"""
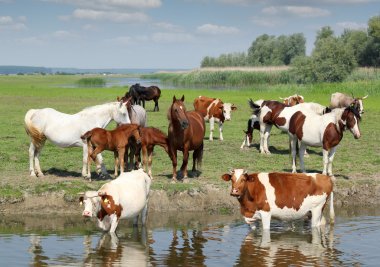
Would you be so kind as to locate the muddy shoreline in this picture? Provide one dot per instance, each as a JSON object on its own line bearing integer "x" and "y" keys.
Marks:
{"x": 210, "y": 199}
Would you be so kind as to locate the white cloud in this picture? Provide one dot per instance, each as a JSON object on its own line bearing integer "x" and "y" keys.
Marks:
{"x": 63, "y": 35}
{"x": 91, "y": 14}
{"x": 8, "y": 23}
{"x": 299, "y": 11}
{"x": 168, "y": 26}
{"x": 167, "y": 37}
{"x": 352, "y": 25}
{"x": 216, "y": 29}
{"x": 111, "y": 4}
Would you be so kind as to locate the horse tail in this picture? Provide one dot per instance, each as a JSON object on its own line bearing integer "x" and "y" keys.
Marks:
{"x": 38, "y": 138}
"""
**Request**
Output every line of the entries above verbatim, leaving out the pictures.

**Right answer**
Would you be so kind as to locate the muddy shoreline in this picture? Provide one dot per instance, each as a JSON object on its own line bearing integer "x" and "y" keys.
Marks:
{"x": 210, "y": 199}
Would you be so kind as to locate the white cloud in this picture? Provide one dot per instance, each as a JSON object on its own line bearing integer "x" and "y" keys.
Marks:
{"x": 63, "y": 35}
{"x": 91, "y": 14}
{"x": 8, "y": 23}
{"x": 299, "y": 11}
{"x": 168, "y": 26}
{"x": 167, "y": 37}
{"x": 352, "y": 25}
{"x": 216, "y": 29}
{"x": 111, "y": 4}
Would you be so kind as to locate the horse tail in this picture? Provide one dot per instance, each as a JSON object on its own line bearing integer "x" and "y" keys.
Marks:
{"x": 38, "y": 138}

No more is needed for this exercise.